The Kupol Gold Mine is located north of the Arctic Circle in the Chukotka Autonomous Okrug (historically mined by prisoners during the early Soviet era). The nearest town is 220 km away. The mine employs 1,200 workers; those who reside in the far east of Russia work on a four-weeks-on, four-weeks-off schedule, while those who live farther away have a six-weeks-on, four-weeks-off rotation. Worker salaries are 25 percent above the regional average. The $40 million workers camp includes a full-size gym, sports hall, pool tables, music room, library, prayer room, televisions, and video library. An enclosed, 900 m tunnel, dubbed the "Arctic Corridor", allows workers to travel between the camp and the mine without exposure to the cold during winter.

Sixty percent of the gold, which is mined for doré bars, is mined underground. In deeper parts of the mine, skilled operators maneuver drill rigs by remote control. This avoids the need for miners to work long hours beneath areas vulnerable to rock falls.

▶ _Study questions_
1. In the Kupol mine passage, please substitute "settlement" for "camp" and write out the part from "The Kupol Gold" to "cold during winter.".
2. Write a continuation of the Kupol mine passage that picks up after its last sentence.
The records come from a separate source unrelated to the Kupol mine passage.

▶ _Entries provided_

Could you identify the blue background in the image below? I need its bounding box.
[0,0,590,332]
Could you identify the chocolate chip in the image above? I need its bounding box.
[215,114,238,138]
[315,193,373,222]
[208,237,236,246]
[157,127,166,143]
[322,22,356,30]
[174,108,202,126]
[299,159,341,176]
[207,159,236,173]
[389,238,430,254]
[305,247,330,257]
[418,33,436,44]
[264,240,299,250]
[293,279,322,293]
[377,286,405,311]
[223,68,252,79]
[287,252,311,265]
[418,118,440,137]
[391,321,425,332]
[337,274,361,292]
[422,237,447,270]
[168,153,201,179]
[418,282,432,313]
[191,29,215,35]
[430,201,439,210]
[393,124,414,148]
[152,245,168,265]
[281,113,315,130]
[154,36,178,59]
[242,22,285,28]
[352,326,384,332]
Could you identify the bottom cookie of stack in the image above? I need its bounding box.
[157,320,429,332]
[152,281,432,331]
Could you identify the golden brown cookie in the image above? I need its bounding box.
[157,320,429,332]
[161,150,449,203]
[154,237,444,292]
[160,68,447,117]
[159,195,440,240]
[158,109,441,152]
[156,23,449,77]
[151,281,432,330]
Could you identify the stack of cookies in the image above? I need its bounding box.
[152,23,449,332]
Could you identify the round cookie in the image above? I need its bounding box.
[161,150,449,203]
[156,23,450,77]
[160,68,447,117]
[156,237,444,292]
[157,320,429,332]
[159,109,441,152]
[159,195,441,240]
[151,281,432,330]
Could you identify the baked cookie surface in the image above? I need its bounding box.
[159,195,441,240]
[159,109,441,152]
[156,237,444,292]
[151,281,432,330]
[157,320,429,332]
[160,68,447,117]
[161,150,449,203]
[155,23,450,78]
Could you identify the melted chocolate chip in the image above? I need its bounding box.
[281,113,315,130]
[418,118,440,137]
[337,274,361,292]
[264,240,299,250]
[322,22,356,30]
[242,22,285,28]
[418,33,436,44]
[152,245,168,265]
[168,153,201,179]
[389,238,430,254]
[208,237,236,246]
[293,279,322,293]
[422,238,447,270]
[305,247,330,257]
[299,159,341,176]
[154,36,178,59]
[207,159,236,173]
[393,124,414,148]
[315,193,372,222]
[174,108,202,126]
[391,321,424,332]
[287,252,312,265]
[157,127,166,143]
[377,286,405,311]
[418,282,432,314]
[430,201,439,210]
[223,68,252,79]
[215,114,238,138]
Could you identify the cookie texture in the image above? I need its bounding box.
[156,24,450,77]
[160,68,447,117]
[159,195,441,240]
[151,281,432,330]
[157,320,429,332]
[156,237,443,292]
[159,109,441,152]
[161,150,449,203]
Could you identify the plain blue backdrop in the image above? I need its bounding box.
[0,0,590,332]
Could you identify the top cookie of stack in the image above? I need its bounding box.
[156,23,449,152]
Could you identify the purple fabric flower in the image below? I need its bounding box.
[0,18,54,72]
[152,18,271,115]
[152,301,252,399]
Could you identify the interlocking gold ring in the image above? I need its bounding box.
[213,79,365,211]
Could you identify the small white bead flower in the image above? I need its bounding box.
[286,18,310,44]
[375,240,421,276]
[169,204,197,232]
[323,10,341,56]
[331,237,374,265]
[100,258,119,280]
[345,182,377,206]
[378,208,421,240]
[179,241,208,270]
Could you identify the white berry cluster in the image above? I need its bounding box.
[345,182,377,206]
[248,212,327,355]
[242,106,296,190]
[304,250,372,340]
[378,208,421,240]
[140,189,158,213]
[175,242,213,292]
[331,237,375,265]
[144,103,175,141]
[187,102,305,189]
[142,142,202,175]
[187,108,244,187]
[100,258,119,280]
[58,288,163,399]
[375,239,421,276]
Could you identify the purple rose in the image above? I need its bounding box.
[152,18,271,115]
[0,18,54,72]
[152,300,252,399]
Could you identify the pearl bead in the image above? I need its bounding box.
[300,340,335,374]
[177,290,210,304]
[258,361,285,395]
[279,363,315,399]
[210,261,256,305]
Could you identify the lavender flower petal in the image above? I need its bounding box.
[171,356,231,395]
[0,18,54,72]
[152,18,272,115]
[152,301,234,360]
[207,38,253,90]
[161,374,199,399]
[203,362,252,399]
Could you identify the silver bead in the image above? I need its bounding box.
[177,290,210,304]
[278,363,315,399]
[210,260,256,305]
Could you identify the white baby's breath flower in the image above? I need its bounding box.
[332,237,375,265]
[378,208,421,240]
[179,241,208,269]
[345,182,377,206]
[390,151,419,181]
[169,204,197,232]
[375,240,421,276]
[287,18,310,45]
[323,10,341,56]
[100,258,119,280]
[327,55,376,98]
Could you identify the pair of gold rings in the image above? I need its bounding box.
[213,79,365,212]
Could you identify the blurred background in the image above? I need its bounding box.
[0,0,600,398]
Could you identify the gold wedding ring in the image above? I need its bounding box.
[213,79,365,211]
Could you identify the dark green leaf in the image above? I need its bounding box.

▶ _Exercise answers_
1.
The Kupol Gold Mine is located north of the Arctic Circle in the Chukotka Autonomous Okrug (historically mined by prisoners during the early Soviet era). The nearest town is 220 km away. The mine employs 1,200 workers; those who reside in the far east of Russia work on a four-weeks-on, four-weeks-off schedule, while those who live farther away have a six-weeks-on, four-weeks-off rotation. Worker salaries are 25 percent above the regional average. The $40 million workers settlement includes a full-size gym, sports hall, pool tables, music room, library, prayer room, televisions, and video library. An enclosed, 900 m tunnel, dubbed the "Arctic Corridor", allows workers to travel between the settlement and the mine without exposure to the cold during winter.

2.
== Transport ==

=== Road ===
Between January and April, the only land access to Kupol is via a 360 km winter road from the port of Pevek. Kinross rebuilds this road each year between November and January, with construction requiring a temperature of -25 C or less. Equipment, supplies, and fuel which will be needed during the winter months must be ordered two years in advance and shipped to Pevek, which is open only during the summer for three months. In 2008, the winter road accommodated 1,944 truck trips for the delivery of 3,000 container units, 60,000 tonnes of supplies, and 25,000 tonnes of diesel fuel. At all other times of year, Kupol is accessible only via helicopter and fixed-wing aircraft.

=== Aviation ===
The mine is serviced Kupol Airport located 12 km North from it.

==Output==
As of 2011, the Kupol Gold Mine had produced 2 million ounces of gold and more than 20 million ounces of silver since 2008. In 2010, mine owners estimated that the mine could yield up to 2.5 million ounces of gold and 31.6 million ounces of silver.

==Notes==
- In 2011 Kinross purchased the remainder of Kupol, the 2010 figure is Kinross' share, or 75%.
- Kinross began mining and stockpiling ore in 2008, but did not produce any gold until 2008.